Dataset rows showing where objects appear:
[start]

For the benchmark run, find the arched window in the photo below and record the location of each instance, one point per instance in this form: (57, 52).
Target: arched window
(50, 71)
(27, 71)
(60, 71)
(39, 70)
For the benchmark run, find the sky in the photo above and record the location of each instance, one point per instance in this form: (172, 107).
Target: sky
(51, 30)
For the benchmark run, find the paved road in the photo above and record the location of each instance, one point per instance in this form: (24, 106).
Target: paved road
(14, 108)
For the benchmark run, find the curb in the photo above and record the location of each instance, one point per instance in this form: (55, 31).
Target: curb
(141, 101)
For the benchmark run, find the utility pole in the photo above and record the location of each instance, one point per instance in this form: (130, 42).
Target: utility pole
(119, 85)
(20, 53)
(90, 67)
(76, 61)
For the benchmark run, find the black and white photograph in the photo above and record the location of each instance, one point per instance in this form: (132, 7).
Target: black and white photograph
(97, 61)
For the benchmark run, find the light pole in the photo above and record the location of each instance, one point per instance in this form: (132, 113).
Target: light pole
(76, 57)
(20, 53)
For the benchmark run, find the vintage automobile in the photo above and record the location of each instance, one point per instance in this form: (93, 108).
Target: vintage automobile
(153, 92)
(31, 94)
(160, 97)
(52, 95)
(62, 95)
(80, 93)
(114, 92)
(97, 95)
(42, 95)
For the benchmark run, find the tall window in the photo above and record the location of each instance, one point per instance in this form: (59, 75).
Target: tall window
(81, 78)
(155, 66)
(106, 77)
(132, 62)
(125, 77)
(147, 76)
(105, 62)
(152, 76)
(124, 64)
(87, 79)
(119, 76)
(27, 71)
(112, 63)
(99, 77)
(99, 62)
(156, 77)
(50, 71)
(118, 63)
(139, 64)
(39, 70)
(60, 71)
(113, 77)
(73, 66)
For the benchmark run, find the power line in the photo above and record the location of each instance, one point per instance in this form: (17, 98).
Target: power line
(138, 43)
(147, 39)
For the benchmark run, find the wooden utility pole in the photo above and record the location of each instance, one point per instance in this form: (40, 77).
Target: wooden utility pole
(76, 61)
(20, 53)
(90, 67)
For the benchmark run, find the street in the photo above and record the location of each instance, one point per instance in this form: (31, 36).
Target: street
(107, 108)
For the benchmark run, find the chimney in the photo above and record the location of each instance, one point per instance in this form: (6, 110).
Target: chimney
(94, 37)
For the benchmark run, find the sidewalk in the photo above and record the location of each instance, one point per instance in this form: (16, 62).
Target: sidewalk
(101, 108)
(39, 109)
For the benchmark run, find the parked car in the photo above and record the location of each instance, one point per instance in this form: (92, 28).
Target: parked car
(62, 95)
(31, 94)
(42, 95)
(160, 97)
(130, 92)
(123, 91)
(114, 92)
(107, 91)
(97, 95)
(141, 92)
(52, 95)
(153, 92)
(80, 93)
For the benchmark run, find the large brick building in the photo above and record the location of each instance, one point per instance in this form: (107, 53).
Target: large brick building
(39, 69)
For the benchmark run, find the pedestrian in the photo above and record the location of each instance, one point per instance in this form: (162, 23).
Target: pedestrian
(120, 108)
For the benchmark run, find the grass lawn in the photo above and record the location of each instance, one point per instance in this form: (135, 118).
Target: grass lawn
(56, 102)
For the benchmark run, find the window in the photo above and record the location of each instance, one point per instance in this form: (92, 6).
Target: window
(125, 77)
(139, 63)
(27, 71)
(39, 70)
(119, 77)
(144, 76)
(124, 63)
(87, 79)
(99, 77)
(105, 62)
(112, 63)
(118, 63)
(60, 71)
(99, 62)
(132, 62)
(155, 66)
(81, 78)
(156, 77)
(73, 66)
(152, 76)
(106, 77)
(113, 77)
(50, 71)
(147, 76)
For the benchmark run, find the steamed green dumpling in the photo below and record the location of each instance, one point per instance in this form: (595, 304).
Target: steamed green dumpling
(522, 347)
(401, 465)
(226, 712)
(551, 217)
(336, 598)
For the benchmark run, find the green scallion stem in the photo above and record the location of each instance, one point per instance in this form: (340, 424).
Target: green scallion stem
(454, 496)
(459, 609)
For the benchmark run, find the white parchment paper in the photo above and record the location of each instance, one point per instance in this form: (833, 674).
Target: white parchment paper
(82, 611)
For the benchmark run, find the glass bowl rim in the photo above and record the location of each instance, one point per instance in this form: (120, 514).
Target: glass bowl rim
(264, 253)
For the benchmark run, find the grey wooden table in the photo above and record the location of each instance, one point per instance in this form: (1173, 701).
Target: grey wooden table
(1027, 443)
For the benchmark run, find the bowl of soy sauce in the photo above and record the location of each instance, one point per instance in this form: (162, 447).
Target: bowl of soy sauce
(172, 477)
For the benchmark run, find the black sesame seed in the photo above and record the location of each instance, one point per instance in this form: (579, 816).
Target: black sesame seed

[end]

→ TO DO:
Rewrite in full every line of the data from the line holding "For the benchmark run, find the bowl" through the end of the data, inclusive. Multiply each answer point's coordinates by 1.65 and round them to whole numbers, with halves rounding up, and leave all other text and numbers unchanged.

→ OUTPUT FOR THIS EXERCISE:
For the benchmark run, find the bowl of soy sauce in the photo above and record the location of each instance, one point per instance in this form: (162, 447).
Target: bowl of soy sauce
(284, 787)
For the benchmark run, find the black sesame seed in the photo above and record the location of each instance, one point per instance in this form: (579, 816).
Target: black sesame seed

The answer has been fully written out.